▶ _What to do_: Go through the records below and tally the lines that include "steel". Answer with the number only.

(Photo-based referring expression data)
━━━━━━

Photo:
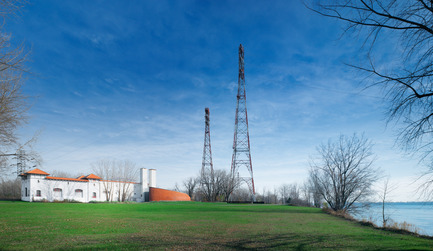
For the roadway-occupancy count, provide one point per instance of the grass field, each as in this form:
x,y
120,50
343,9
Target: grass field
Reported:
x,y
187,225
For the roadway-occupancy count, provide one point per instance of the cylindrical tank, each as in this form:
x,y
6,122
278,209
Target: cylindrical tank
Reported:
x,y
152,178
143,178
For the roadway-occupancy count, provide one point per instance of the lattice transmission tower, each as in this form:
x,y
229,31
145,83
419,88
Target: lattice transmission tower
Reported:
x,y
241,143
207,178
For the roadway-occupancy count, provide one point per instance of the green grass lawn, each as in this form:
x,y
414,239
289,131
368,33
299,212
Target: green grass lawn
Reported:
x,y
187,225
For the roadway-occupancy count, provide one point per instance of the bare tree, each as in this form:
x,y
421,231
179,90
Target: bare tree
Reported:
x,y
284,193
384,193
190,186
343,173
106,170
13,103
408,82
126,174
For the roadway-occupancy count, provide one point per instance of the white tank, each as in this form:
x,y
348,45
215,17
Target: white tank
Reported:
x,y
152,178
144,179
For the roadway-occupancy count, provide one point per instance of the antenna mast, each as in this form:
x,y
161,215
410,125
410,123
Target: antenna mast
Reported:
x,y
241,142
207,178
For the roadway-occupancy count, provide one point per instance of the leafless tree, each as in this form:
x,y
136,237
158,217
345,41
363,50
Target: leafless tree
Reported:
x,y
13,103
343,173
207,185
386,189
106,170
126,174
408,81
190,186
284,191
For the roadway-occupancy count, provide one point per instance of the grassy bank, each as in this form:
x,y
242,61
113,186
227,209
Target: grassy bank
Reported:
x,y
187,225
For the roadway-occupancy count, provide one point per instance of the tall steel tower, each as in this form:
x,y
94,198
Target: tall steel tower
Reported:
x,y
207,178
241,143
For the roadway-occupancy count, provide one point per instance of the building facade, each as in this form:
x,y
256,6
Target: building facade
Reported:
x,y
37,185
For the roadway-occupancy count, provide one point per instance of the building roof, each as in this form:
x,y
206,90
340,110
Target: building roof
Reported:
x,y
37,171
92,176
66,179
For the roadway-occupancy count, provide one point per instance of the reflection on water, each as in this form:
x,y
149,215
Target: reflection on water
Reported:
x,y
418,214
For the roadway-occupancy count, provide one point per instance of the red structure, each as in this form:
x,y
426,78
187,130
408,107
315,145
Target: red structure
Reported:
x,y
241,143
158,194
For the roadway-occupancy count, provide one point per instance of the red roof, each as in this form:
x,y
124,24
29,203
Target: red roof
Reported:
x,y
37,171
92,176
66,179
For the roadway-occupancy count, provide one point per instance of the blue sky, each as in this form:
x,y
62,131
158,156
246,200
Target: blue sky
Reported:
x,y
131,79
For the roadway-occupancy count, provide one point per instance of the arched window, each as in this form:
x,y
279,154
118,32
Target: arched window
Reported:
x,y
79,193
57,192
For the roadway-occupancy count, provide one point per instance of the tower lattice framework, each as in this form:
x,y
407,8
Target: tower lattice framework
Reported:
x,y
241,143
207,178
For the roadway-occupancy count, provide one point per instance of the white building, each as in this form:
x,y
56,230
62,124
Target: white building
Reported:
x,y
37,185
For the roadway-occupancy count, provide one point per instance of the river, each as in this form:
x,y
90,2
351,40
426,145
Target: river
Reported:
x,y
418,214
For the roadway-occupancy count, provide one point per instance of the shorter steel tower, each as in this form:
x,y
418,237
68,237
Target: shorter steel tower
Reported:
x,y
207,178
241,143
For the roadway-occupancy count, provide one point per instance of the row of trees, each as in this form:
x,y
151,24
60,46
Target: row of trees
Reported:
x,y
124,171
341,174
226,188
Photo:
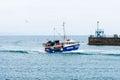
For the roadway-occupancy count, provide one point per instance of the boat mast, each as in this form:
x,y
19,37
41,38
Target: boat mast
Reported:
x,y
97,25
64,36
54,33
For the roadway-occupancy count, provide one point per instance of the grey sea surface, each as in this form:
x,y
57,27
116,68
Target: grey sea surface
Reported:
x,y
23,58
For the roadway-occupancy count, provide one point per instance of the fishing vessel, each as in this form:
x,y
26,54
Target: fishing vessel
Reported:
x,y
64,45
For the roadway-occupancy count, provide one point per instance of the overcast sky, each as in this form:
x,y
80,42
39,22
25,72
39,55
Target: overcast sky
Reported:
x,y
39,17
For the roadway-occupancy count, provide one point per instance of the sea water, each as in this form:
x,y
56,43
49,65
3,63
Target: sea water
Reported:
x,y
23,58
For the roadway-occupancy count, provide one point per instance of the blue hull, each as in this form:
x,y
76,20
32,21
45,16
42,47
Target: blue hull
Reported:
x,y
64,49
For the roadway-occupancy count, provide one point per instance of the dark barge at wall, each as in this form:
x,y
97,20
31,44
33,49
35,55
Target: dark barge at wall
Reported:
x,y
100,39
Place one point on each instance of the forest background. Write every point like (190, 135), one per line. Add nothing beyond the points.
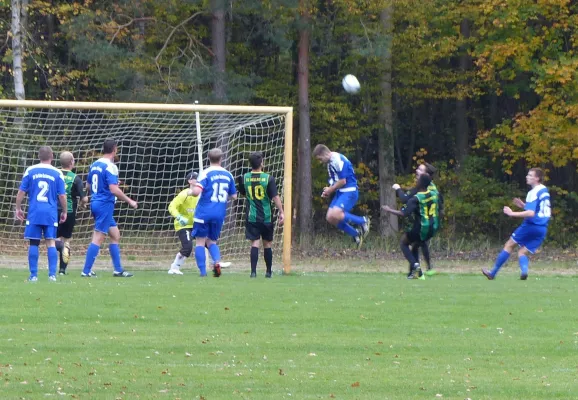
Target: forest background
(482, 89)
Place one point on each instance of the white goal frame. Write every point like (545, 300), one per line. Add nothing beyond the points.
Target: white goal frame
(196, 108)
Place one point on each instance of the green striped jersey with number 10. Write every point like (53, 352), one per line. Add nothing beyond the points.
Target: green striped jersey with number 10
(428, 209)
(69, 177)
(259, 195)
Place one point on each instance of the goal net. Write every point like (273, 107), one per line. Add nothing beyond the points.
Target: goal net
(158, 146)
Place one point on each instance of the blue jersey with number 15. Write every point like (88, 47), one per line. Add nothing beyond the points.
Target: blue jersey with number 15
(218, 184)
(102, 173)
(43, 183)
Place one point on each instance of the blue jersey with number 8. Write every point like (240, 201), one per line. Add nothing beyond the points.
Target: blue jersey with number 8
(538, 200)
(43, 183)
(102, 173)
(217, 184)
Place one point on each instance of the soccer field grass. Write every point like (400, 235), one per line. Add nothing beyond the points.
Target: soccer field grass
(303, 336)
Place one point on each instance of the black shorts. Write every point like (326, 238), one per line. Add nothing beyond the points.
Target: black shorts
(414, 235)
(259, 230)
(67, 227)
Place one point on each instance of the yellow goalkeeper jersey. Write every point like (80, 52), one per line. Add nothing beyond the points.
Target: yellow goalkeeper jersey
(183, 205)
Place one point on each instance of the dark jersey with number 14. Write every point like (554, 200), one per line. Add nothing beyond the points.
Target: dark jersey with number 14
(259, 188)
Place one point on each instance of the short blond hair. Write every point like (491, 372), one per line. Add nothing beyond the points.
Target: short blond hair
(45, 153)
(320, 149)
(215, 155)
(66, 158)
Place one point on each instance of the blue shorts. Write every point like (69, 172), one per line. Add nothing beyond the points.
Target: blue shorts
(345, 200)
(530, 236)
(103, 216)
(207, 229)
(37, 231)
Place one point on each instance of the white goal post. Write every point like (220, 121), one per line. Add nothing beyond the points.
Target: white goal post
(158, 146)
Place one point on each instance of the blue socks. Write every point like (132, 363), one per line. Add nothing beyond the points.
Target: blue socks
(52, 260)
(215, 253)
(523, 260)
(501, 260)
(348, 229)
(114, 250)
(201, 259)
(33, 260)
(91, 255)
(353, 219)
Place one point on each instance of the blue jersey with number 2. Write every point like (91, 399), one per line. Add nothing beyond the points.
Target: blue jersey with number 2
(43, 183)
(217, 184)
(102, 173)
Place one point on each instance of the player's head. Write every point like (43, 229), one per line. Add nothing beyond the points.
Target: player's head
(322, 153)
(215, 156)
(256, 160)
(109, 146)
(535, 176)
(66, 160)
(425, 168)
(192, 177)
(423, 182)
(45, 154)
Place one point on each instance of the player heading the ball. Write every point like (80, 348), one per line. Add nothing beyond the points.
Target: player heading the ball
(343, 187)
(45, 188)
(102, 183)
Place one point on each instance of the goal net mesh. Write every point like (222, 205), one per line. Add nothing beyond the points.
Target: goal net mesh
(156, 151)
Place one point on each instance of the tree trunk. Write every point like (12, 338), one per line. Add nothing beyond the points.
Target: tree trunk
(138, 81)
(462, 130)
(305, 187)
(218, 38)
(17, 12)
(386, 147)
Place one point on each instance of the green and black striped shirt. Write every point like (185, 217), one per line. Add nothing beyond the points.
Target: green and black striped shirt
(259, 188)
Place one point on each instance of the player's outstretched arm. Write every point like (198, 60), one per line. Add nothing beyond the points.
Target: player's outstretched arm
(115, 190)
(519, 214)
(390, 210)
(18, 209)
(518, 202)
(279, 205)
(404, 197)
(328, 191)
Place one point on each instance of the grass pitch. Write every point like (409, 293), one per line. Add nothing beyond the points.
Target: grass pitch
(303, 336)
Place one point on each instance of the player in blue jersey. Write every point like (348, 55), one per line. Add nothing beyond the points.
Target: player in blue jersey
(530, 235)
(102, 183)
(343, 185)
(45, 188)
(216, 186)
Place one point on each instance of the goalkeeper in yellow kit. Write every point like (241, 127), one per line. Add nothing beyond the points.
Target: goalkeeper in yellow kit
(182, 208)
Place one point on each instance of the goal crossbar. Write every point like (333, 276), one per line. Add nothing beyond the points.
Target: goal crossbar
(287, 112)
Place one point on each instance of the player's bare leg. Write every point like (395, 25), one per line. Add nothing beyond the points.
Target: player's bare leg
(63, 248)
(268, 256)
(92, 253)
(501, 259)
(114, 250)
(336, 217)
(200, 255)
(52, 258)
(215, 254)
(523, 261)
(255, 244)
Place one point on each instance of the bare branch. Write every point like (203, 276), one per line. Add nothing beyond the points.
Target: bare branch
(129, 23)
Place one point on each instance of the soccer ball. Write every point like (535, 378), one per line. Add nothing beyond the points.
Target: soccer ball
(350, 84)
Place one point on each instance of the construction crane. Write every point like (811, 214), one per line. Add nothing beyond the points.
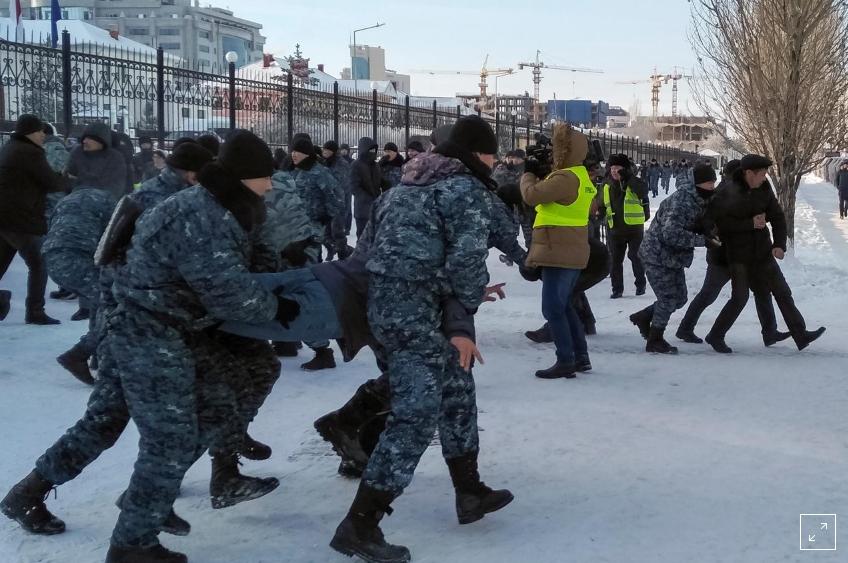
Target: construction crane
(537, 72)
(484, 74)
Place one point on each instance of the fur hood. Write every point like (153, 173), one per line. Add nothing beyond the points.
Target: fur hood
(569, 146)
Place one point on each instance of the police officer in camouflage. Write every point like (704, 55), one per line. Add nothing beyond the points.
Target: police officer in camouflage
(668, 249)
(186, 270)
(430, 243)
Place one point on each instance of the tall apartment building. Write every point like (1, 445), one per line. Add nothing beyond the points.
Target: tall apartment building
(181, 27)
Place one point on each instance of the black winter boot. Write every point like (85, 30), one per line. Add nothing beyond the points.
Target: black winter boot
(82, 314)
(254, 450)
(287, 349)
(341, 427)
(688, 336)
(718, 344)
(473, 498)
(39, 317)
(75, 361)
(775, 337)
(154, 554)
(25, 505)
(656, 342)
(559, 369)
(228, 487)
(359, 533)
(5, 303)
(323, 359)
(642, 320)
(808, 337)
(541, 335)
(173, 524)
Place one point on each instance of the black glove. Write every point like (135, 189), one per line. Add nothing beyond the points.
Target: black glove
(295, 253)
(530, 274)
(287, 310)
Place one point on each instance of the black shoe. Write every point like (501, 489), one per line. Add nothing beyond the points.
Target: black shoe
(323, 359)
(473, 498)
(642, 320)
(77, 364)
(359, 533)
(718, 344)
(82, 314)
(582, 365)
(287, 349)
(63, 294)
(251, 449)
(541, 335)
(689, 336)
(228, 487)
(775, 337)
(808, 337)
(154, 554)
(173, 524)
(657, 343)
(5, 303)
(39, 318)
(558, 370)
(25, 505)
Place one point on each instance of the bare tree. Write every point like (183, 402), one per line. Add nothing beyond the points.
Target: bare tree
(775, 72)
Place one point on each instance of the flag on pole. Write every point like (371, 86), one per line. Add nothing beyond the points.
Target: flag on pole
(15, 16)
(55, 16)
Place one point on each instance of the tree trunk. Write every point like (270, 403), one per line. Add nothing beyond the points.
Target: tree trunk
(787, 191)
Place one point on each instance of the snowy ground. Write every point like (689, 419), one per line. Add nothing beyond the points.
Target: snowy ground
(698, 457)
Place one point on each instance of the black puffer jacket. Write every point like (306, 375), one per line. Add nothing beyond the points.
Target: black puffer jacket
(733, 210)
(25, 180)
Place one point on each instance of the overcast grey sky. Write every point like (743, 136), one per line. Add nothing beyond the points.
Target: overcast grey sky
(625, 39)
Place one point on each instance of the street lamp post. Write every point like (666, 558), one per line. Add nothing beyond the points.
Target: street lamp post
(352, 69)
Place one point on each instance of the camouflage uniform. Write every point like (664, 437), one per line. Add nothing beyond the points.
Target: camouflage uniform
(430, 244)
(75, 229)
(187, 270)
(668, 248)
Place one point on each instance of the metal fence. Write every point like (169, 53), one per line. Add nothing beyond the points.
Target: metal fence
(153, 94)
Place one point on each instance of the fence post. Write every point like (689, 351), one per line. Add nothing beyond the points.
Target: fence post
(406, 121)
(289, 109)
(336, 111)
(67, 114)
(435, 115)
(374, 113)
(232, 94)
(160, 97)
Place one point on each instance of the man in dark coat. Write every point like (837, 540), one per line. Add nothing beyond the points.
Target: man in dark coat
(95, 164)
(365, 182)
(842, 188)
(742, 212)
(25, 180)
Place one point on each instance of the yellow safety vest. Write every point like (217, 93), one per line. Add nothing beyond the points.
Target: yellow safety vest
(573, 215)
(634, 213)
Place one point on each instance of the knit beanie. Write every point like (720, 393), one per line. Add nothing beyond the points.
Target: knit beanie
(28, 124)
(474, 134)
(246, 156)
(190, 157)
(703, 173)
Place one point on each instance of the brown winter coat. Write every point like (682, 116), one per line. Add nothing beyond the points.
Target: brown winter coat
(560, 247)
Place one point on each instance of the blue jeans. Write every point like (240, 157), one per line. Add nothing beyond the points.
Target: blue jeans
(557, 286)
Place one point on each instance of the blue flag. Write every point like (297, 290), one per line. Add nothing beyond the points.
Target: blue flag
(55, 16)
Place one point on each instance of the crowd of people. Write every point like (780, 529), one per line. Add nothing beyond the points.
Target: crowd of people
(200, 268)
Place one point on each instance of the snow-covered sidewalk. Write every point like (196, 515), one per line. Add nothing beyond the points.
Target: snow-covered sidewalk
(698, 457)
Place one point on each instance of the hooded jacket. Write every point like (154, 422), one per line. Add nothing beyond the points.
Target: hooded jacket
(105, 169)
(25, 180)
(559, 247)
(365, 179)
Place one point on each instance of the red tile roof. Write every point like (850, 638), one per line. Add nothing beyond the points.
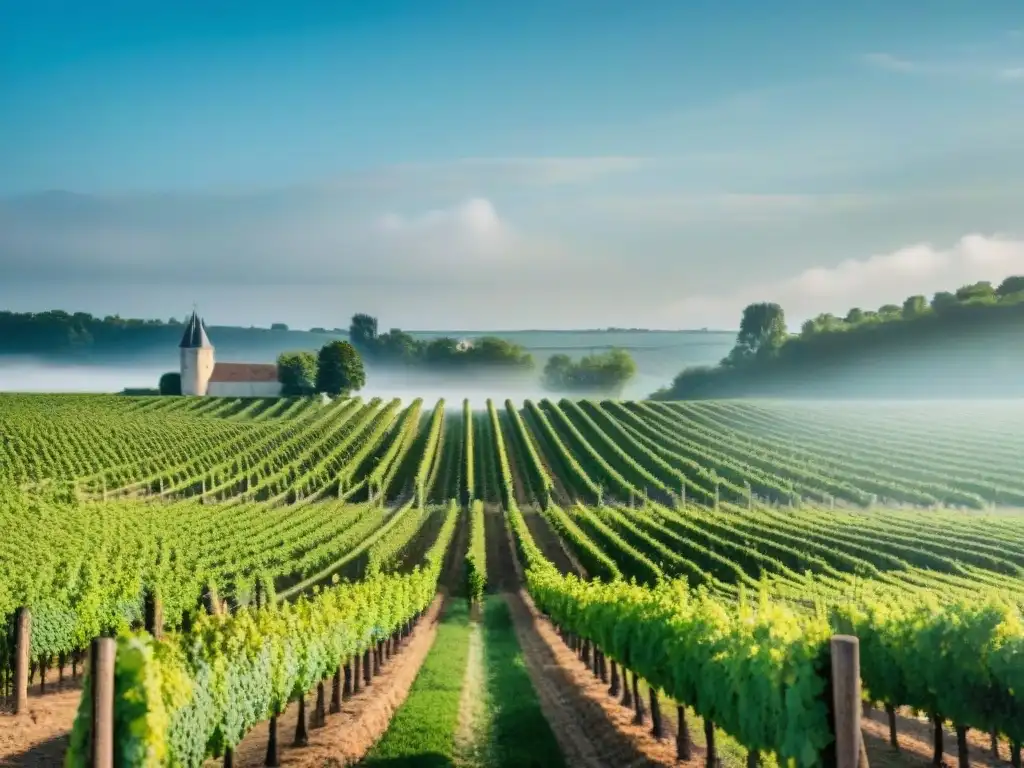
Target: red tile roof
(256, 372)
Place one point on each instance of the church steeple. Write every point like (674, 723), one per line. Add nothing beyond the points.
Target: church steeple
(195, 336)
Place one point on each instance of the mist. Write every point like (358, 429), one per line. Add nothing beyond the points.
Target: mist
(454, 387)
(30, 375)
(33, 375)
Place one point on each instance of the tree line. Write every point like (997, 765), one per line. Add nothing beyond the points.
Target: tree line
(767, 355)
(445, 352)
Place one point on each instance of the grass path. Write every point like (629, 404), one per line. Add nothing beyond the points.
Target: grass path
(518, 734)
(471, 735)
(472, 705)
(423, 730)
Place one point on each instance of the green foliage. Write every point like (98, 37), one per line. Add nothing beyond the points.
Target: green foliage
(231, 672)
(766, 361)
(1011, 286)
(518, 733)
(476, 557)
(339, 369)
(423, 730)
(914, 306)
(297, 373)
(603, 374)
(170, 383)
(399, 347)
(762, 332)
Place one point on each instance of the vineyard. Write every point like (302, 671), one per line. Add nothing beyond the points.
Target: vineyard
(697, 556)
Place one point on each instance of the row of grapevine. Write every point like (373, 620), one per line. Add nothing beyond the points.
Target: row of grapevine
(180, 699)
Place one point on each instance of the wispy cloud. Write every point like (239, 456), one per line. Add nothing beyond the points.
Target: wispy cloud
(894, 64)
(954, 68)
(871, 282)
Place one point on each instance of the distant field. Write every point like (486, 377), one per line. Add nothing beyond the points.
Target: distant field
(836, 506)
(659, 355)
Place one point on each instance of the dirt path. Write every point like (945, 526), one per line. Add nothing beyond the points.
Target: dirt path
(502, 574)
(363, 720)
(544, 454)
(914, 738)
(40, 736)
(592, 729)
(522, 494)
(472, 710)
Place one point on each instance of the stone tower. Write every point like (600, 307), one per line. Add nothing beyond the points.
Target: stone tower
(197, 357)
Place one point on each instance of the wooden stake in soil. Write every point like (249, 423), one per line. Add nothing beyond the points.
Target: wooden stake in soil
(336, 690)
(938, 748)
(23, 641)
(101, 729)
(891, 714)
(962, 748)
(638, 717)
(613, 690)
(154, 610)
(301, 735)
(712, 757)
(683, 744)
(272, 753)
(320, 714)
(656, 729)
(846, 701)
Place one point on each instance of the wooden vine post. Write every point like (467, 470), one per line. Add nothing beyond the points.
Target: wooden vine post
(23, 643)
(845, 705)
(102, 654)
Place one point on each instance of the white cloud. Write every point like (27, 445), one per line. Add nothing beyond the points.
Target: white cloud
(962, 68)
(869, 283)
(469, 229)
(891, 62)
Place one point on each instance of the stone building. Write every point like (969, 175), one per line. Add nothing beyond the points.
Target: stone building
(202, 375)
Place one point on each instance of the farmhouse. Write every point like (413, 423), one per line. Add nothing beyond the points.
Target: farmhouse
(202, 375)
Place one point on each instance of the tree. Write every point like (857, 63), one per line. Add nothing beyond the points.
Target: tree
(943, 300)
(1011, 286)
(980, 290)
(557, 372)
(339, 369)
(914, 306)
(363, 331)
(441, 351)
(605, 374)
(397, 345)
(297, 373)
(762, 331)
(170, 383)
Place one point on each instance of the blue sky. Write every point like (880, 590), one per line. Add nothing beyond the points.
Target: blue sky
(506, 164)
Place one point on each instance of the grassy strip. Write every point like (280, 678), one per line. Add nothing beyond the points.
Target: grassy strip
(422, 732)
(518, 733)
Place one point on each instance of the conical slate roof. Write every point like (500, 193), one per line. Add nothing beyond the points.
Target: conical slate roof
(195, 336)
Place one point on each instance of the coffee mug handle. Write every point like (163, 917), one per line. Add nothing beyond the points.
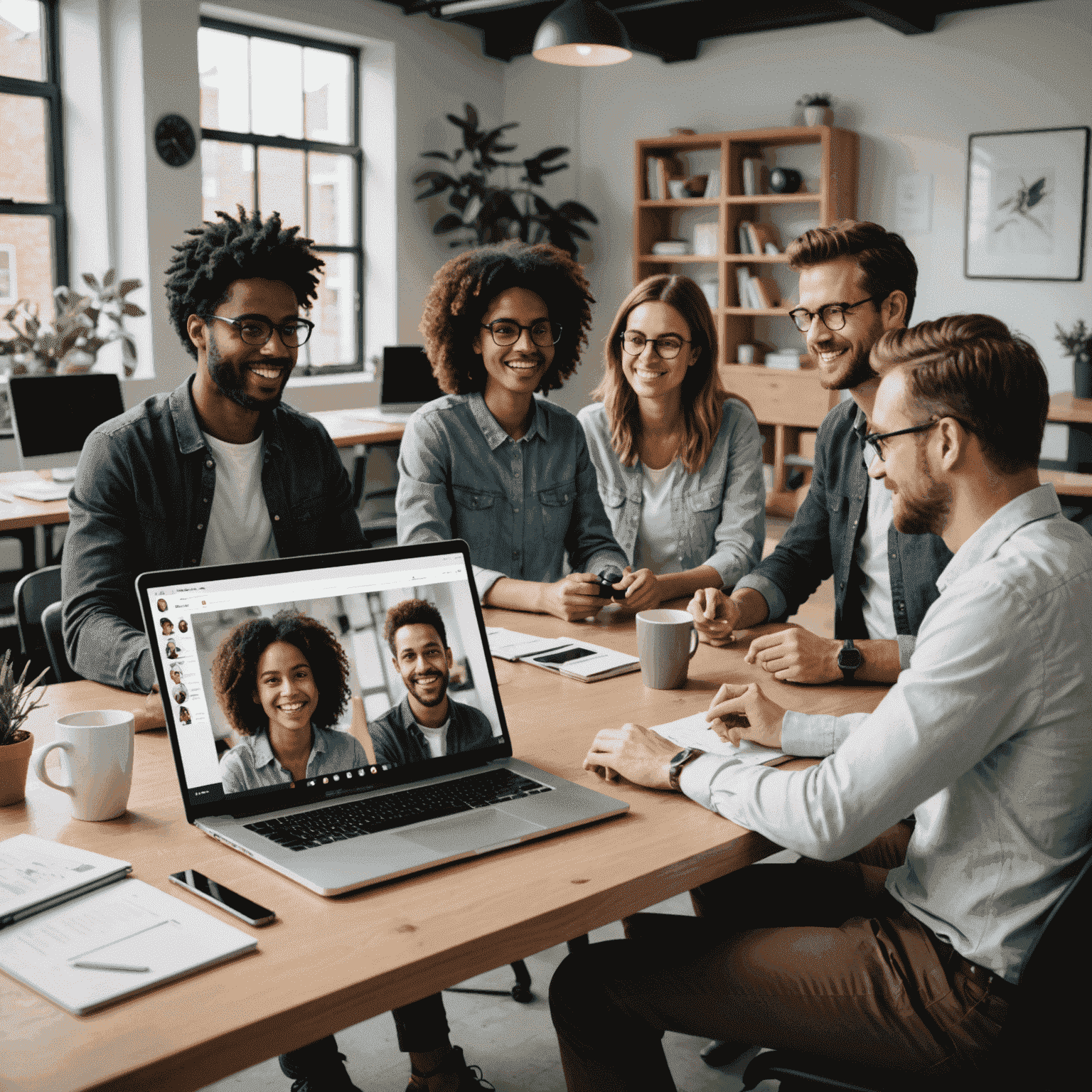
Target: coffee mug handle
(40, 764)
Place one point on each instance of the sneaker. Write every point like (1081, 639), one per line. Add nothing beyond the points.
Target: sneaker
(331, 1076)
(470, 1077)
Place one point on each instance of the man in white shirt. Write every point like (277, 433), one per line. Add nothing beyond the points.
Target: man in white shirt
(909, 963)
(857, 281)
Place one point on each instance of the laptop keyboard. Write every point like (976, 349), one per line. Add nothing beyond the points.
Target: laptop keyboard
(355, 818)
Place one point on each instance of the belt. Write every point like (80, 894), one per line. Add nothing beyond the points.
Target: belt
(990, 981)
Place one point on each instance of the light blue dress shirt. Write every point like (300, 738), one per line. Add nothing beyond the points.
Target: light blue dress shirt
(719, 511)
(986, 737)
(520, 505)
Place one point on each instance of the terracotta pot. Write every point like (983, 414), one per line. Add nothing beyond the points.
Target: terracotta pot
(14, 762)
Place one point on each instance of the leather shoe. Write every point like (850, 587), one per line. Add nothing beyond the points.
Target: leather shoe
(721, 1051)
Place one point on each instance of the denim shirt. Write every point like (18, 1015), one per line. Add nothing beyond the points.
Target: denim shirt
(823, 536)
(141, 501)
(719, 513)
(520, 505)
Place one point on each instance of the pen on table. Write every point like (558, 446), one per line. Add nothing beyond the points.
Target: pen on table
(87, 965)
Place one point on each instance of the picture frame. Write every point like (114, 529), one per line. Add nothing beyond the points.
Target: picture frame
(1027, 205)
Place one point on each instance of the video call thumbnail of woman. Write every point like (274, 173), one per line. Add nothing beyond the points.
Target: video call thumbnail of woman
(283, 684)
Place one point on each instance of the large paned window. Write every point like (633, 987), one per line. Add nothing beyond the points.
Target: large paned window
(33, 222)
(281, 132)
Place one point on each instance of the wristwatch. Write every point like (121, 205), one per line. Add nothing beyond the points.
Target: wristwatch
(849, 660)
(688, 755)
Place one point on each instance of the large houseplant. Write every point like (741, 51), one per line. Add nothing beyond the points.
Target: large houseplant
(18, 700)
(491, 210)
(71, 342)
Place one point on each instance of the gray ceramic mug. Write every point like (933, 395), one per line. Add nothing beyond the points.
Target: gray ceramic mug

━━━━━━

▶ _Solution to the exercise_: 4